● Required work: Return the records below from the line containing "Task: locate the black eyeglasses." onward, exactly, through and including the last line.
* Start *
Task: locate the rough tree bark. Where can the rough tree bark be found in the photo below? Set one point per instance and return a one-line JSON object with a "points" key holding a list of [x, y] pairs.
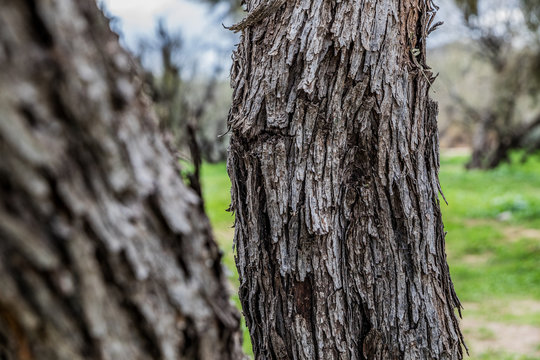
{"points": [[334, 165], [104, 253]]}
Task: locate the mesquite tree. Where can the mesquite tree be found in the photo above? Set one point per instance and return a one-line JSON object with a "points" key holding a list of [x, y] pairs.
{"points": [[104, 252], [334, 165]]}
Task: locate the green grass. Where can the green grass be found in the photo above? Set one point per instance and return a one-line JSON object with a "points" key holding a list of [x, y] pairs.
{"points": [[482, 204], [491, 266]]}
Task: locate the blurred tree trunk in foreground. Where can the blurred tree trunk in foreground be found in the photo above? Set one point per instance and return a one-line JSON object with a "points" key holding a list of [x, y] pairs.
{"points": [[334, 161], [104, 253]]}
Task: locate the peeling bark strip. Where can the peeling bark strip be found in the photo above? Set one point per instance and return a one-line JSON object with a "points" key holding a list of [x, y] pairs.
{"points": [[104, 252], [334, 169]]}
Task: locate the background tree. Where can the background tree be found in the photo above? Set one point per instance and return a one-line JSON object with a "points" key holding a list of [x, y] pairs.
{"points": [[511, 119], [105, 254], [333, 161]]}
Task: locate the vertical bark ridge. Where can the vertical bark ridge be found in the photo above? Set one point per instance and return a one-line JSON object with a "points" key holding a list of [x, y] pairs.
{"points": [[105, 253], [334, 169]]}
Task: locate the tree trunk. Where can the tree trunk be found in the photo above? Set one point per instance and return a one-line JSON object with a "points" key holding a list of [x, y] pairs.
{"points": [[334, 168], [104, 253]]}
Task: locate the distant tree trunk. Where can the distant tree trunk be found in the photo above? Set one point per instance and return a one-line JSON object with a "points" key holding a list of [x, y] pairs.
{"points": [[334, 167], [104, 253]]}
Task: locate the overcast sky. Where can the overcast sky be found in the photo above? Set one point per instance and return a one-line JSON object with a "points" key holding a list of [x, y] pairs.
{"points": [[201, 25]]}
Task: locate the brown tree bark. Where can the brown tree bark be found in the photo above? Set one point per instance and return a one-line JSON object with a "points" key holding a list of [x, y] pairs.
{"points": [[104, 252], [334, 167]]}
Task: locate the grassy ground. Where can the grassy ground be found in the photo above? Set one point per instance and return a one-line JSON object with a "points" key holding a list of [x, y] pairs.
{"points": [[493, 246]]}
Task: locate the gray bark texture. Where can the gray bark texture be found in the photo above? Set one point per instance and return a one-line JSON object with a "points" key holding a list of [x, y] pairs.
{"points": [[104, 252], [334, 168]]}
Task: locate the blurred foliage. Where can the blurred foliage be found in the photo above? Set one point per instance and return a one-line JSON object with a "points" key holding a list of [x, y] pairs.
{"points": [[192, 105], [510, 45]]}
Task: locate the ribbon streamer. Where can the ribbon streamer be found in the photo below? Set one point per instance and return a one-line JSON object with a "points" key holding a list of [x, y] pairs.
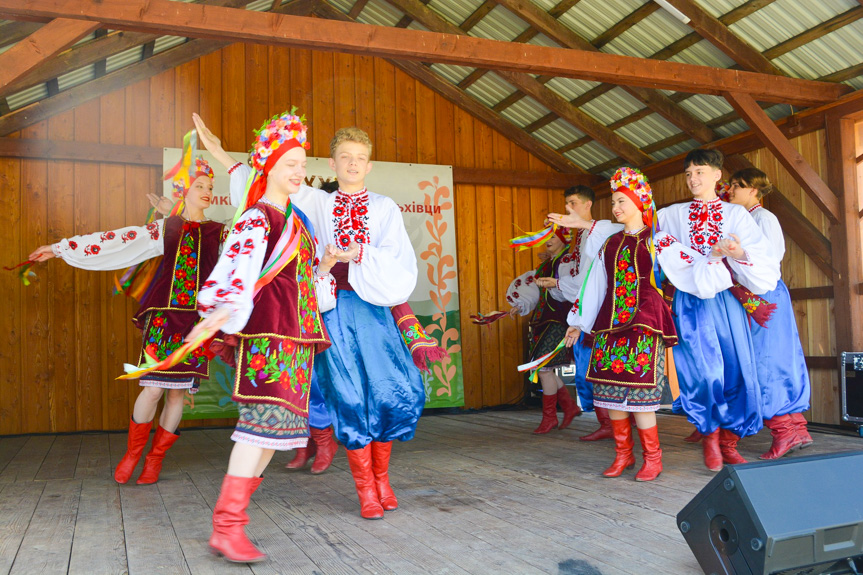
{"points": [[24, 271], [488, 319], [151, 363], [537, 364]]}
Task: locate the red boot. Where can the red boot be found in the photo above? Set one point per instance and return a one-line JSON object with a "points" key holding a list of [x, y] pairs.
{"points": [[303, 455], [162, 442], [138, 435], [360, 462], [802, 432], [380, 468], [623, 458], [549, 414], [693, 437], [230, 518], [604, 431], [785, 436], [327, 448], [652, 454], [712, 454], [728, 447], [569, 406]]}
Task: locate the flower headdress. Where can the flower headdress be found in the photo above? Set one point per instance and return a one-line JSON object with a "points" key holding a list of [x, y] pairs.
{"points": [[634, 184], [723, 190], [276, 136]]}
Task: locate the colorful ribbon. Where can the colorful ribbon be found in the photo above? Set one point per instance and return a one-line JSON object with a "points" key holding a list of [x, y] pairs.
{"points": [[24, 271], [532, 239], [537, 364], [488, 319], [152, 363]]}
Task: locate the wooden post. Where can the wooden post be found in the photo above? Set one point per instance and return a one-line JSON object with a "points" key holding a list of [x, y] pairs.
{"points": [[845, 234]]}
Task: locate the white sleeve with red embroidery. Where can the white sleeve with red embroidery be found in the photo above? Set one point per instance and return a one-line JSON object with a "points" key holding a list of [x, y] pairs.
{"points": [[231, 285], [112, 250], [325, 288], [760, 270], [385, 272], [523, 293], [688, 270], [584, 311]]}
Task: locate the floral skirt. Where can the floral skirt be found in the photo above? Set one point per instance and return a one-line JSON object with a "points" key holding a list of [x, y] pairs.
{"points": [[270, 427], [627, 370]]}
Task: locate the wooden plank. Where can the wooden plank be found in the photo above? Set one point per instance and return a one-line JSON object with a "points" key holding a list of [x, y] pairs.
{"points": [[773, 139], [194, 20], [720, 36], [818, 292], [47, 545], [41, 45], [17, 503], [99, 540], [81, 93]]}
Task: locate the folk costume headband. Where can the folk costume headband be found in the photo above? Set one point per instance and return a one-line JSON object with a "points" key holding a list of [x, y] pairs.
{"points": [[633, 184]]}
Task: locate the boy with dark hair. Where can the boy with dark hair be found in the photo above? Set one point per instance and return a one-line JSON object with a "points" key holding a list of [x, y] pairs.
{"points": [[701, 243]]}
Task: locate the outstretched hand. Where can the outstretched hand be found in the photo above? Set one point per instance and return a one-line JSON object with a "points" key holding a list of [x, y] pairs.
{"points": [[163, 204], [41, 254]]}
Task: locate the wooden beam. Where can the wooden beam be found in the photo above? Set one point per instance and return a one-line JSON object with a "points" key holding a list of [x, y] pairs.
{"points": [[656, 101], [847, 250], [577, 118], [195, 20], [787, 155], [815, 32], [720, 36], [795, 225], [50, 39], [819, 292], [452, 93]]}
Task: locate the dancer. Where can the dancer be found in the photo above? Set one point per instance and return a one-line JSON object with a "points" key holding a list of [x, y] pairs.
{"points": [[264, 295], [631, 325], [588, 236], [546, 329], [700, 244], [371, 386], [781, 367], [166, 314]]}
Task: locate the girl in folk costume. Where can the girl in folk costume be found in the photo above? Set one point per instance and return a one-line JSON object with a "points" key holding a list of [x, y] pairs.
{"points": [[370, 384], [782, 373], [700, 244], [190, 246], [631, 324], [547, 327], [588, 236], [263, 294]]}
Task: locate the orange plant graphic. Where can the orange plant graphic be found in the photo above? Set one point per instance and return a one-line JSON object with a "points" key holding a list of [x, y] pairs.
{"points": [[439, 272]]}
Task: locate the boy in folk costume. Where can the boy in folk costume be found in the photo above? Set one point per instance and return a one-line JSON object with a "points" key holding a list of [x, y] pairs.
{"points": [[370, 383], [781, 367], [264, 294], [701, 243], [190, 246], [547, 326], [631, 326], [588, 237]]}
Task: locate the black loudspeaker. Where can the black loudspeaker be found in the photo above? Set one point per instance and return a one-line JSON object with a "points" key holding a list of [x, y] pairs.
{"points": [[800, 516]]}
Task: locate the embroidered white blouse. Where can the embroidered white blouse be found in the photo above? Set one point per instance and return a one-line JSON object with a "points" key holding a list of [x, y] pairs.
{"points": [[232, 282], [688, 233], [385, 271], [573, 269]]}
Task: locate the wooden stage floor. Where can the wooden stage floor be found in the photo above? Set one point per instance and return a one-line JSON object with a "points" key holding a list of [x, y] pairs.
{"points": [[478, 493]]}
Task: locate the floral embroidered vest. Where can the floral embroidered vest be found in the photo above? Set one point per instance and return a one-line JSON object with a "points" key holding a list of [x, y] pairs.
{"points": [[287, 307], [191, 253], [630, 300]]}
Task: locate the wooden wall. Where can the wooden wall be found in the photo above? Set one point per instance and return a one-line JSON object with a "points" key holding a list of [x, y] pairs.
{"points": [[814, 316], [66, 337]]}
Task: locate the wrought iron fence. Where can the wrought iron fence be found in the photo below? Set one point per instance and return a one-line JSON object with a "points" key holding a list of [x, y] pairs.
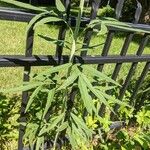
{"points": [[28, 60]]}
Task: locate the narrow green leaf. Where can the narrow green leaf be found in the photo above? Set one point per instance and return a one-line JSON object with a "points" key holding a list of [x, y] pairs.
{"points": [[92, 71], [71, 138], [35, 19], [87, 100], [60, 6], [80, 123], [103, 29], [63, 126], [31, 99], [47, 20], [53, 70], [114, 100], [70, 80], [23, 5], [95, 92], [49, 101], [26, 87], [39, 143], [52, 125]]}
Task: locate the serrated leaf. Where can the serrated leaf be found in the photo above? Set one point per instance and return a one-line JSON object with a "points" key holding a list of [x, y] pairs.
{"points": [[87, 100], [60, 6], [92, 71], [35, 19], [52, 125], [39, 143], [31, 99], [80, 123], [55, 41], [103, 29], [95, 92], [26, 87], [70, 80], [47, 20], [114, 100], [71, 138], [23, 5], [53, 70], [49, 101], [63, 126]]}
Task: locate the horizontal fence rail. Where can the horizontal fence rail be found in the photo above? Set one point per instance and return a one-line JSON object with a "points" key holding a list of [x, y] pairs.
{"points": [[40, 60], [28, 59], [24, 16]]}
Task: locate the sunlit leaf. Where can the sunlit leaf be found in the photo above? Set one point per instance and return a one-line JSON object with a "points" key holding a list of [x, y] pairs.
{"points": [[23, 5], [47, 20], [39, 143], [92, 71], [52, 125], [60, 6], [49, 101], [87, 100], [70, 80]]}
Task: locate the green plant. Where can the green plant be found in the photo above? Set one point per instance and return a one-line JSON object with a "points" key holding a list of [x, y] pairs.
{"points": [[63, 98]]}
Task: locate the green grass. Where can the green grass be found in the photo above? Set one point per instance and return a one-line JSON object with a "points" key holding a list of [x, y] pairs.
{"points": [[13, 37]]}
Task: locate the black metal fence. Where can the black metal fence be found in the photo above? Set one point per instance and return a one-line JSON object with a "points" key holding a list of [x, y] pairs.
{"points": [[28, 60]]}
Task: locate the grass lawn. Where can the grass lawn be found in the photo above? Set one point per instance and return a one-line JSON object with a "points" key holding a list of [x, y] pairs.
{"points": [[12, 41]]}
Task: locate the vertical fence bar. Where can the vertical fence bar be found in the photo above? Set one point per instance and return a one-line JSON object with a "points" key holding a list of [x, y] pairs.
{"points": [[88, 34], [127, 42], [131, 71], [107, 45], [138, 83], [111, 34], [25, 96], [62, 31]]}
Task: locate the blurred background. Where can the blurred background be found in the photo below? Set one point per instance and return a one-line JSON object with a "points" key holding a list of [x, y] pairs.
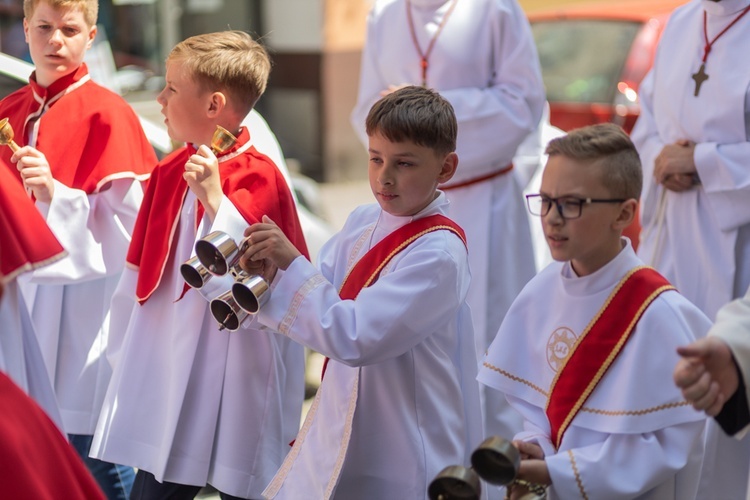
{"points": [[315, 47]]}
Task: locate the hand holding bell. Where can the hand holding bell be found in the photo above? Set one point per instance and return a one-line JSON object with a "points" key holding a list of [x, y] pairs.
{"points": [[6, 135], [495, 460]]}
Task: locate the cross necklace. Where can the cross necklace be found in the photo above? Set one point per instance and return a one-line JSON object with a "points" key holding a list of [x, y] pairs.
{"points": [[701, 76], [424, 56]]}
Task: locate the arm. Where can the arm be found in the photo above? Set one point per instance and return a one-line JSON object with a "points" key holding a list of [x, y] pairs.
{"points": [[386, 320], [642, 462], [95, 229]]}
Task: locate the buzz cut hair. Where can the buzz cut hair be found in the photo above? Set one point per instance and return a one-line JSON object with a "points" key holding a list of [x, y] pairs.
{"points": [[415, 114], [610, 147], [90, 8], [231, 62]]}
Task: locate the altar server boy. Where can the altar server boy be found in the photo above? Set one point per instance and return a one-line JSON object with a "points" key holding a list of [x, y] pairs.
{"points": [[387, 306], [190, 404], [587, 349]]}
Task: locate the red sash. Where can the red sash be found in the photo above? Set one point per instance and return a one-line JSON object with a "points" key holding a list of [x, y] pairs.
{"points": [[367, 270], [599, 345]]}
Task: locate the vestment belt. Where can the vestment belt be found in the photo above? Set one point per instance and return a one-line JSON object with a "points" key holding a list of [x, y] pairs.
{"points": [[599, 345], [477, 180]]}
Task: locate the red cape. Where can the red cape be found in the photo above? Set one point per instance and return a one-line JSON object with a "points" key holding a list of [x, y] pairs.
{"points": [[249, 179], [26, 241], [36, 461], [89, 134]]}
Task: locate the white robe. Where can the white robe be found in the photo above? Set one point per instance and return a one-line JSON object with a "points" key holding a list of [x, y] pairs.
{"points": [[485, 64], [20, 357], [635, 436], [702, 244], [399, 401], [69, 300], [187, 402]]}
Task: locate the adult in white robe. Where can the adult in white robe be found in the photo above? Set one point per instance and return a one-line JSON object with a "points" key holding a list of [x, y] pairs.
{"points": [[485, 64], [699, 239], [635, 436], [399, 400]]}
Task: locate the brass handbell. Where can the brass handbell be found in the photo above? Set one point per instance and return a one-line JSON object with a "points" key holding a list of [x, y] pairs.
{"points": [[496, 461], [6, 135], [222, 140]]}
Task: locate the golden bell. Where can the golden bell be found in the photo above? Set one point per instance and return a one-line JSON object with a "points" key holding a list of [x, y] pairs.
{"points": [[455, 482], [250, 292], [222, 140], [6, 135], [496, 460], [227, 312]]}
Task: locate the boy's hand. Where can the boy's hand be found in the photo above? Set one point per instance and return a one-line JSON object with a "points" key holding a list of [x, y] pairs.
{"points": [[266, 242], [533, 468], [35, 172], [675, 168], [202, 176], [706, 373]]}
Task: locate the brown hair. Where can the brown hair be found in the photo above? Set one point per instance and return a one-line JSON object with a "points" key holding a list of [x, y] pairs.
{"points": [[416, 114], [90, 8], [609, 146], [227, 61]]}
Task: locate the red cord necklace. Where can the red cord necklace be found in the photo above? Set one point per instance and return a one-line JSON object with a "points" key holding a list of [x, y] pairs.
{"points": [[424, 57], [701, 76]]}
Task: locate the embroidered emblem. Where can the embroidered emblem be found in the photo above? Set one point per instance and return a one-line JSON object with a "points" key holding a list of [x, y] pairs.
{"points": [[559, 347]]}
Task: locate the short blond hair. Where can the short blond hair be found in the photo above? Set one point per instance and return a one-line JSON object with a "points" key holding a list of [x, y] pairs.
{"points": [[227, 61], [90, 8], [610, 147]]}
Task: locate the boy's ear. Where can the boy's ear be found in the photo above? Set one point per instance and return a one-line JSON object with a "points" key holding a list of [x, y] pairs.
{"points": [[450, 163], [92, 35], [216, 104], [626, 215]]}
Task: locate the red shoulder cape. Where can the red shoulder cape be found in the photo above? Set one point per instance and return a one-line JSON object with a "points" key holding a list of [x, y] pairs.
{"points": [[26, 241], [36, 461], [89, 134], [249, 179]]}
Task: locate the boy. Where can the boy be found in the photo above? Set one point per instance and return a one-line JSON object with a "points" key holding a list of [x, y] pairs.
{"points": [[586, 351], [26, 243], [189, 404], [480, 56], [398, 400], [83, 156]]}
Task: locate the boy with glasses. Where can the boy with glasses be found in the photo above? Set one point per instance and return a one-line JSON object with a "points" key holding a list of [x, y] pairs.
{"points": [[586, 351]]}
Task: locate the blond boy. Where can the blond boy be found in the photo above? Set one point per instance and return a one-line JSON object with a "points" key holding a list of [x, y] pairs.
{"points": [[190, 404], [83, 154], [586, 351]]}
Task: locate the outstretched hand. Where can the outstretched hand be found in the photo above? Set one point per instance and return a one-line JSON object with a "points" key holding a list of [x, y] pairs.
{"points": [[706, 374], [203, 178], [267, 243], [35, 172]]}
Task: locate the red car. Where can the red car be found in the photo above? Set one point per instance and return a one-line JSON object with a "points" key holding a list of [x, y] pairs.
{"points": [[594, 56]]}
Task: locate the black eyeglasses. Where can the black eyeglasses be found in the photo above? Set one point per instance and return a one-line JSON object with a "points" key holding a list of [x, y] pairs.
{"points": [[567, 206]]}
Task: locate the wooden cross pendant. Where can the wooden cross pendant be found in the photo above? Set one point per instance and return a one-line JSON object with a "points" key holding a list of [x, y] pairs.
{"points": [[699, 78]]}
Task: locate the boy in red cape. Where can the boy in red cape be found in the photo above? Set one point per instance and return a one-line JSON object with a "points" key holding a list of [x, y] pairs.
{"points": [[82, 157], [190, 404]]}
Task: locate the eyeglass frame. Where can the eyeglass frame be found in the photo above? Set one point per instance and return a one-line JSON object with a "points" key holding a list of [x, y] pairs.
{"points": [[556, 201]]}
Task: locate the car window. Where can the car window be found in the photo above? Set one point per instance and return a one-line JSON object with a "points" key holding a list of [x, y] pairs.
* End *
● Solution for this task:
Task: locate the black eyeglasses. Where can the black eyeglasses be found in the photo above? Set one point per instance and return a one-line JSON object with a "points" key holding a list of [x, y] pairs.
{"points": [[567, 206]]}
Task: locate the wooden cross pendant. Where can the wooden cross pendant be found in the photo above? Set one point per instance and return a one-line JSON object with a "points" key holding a list of [x, y] pairs.
{"points": [[699, 78]]}
Task: locate the boy in red cape. Where can the boy in red cape be found in the photo above? Set one point per instance and return a one-line JSON object with a "points" key holding a list of [x, y] pairs.
{"points": [[82, 157], [190, 404]]}
Task: locate the eyeglass frame. Where can the eyeglass frame be found in the photo above? Set one point per instance and return a one-line JSON object with a "points" key holding a list of [x, y] pairs.
{"points": [[556, 201]]}
Task: locate the car window. Where can the car window be found in the photo above? Set one point per instance and return a one-line JSON object with a "points" key holding a list of [x, y] pairs.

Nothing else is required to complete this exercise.